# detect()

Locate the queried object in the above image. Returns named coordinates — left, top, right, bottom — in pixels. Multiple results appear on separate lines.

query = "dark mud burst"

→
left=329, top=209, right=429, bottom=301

__Description of the task__. Arrange the items above as a two-column CSV with the header "input" and "output". Give one row per item, placing each item's text and its answer in a single quoted field and replacing line breaks with spaces.

__Solution for this task__.
input,output
"# detect() Locate the queried object in the above image. Returns named coordinates — left, top, right, bottom — in pixels. Multiple results appear on separate lines. query = ""dark mud burst"" →","left=329, top=209, right=429, bottom=301"